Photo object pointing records
◇ ◇ ◇ ◇ ◇
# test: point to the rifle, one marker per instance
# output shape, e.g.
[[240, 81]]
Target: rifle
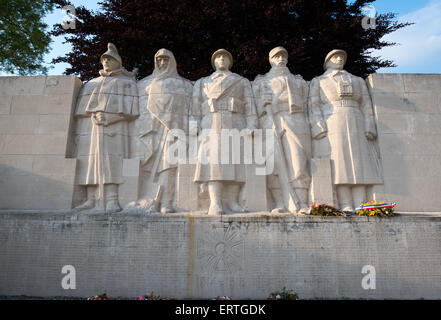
[[288, 191]]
◇ ◇ ◇ ◇ ◇
Work instructions ▸
Rewrite all lines of the records, requests included, scaling each point coordinate in the answers by 2.25 and rounding to whole numbers with halves rounded up; keep the numbers in the requests and their format samples unchanged, and leave the pictures out.

Full solution ▸
# test: point to the rifle, one marker per instance
# output shape, e.g.
[[240, 81]]
Target: rifle
[[648, 430]]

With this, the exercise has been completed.